## Prompt
Copy out the items below with "marker" changed to "point" throughout, keeping everything else the same. Leave the pictures out.

─── Exercise inputs

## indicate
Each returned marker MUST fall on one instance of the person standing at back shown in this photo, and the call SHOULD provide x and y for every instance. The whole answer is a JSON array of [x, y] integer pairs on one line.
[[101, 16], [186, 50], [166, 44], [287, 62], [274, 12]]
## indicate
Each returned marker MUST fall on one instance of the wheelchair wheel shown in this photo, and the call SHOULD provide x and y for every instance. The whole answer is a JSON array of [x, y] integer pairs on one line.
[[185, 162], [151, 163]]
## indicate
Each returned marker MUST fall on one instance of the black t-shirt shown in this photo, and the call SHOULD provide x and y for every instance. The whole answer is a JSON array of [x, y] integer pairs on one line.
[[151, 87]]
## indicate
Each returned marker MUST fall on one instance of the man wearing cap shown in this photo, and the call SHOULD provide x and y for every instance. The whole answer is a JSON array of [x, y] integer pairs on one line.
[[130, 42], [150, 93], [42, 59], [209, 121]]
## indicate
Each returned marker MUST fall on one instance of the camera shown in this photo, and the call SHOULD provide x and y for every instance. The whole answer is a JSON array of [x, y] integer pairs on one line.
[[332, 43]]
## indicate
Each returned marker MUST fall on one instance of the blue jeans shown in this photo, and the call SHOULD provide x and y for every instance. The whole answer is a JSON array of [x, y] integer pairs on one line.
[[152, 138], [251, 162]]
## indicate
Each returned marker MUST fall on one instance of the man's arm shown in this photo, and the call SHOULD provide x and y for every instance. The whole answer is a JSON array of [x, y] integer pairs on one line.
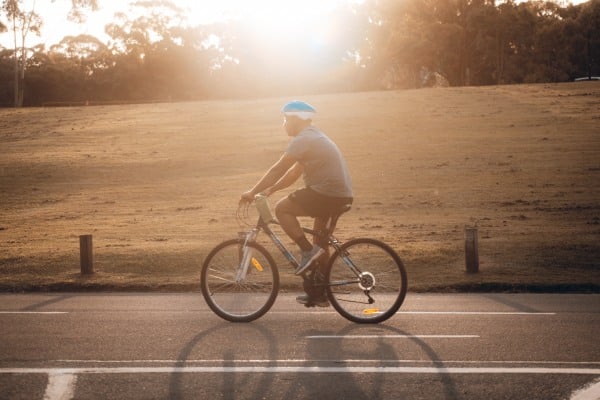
[[289, 178], [273, 175]]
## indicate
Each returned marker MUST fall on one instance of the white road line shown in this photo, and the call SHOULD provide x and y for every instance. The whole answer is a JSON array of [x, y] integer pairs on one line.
[[61, 386], [425, 312], [477, 312], [306, 361], [34, 312], [393, 337], [304, 369], [590, 392]]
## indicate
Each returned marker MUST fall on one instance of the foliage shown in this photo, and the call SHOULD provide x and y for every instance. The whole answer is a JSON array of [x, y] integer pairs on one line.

──────

## The answer
## indicate
Each returned point MUST fall on one instance of the person standing at back shown in this photo, and the call SHOULD provide x and y for every instance. The whole answer is a JSON array of [x, y] integer pairs on one line.
[[101, 16], [186, 50], [166, 44], [287, 62], [274, 12]]
## indicate
Each returned point MUST fall on one instance of the wheelchair wheel shown in this photo, and the call SHOULD provide x and y for every instance. The whole answer is a JSON array of [x, y] integer pairs on one line.
[[185, 162], [151, 163]]
## indicate
Each returned point MUST fall on one instance of the black t-shirt shown in this photo, and the call SHOULD provide x and y for every instance. The whole answer is a JSON array of [x, y] integer pairs on one line.
[[151, 87]]
## indicate
Each returned point MUST fall on one instance of the man wearing cap shown in this photo, and the call SHOULD provide x and y for every instance. The whole answer is a JSON array of [x, y] integer pairs on one line.
[[130, 42], [150, 93], [42, 59], [209, 121]]
## indicate
Each returned point MUST fall on one instance of the camera shown in this photo, and the call SHOULD provide x and y for every instance. The whole answer is a JSON array of [x, y] integer pairs on one line.
[[332, 43]]
## indicate
Each returned point MUST fall on one instance of the blue jeans shown in this photo, and the call SHOULD provide x and y for every instance. The whole answer is a JSON array of [x, y] integer pairs on one line.
[[152, 138], [251, 162]]
## indicate
Each returned point MUST fall on one instance of the man's arm shown in this photo, and the call SHOULD provide x and y for every instance. The whole answer is a JSON array of [x, y] integer pairs on one line.
[[289, 178], [273, 175]]
## indicate
Each returned point MUST fall on one instance of the white road line shown in this photo, and the call SHOULD provide x and y for every instance. The whole answer is a JSON array of [x, y] integer pairs on one line.
[[61, 386], [425, 312], [477, 312], [306, 361], [34, 312], [393, 337], [304, 369], [590, 392]]
## indicate
Each returned point MUST fall on one instance of the foliage shown in this photo, and the call SHOULD provide x and y for every instance. The whole answer is a JSON array of [x, y] integer pairs on one line.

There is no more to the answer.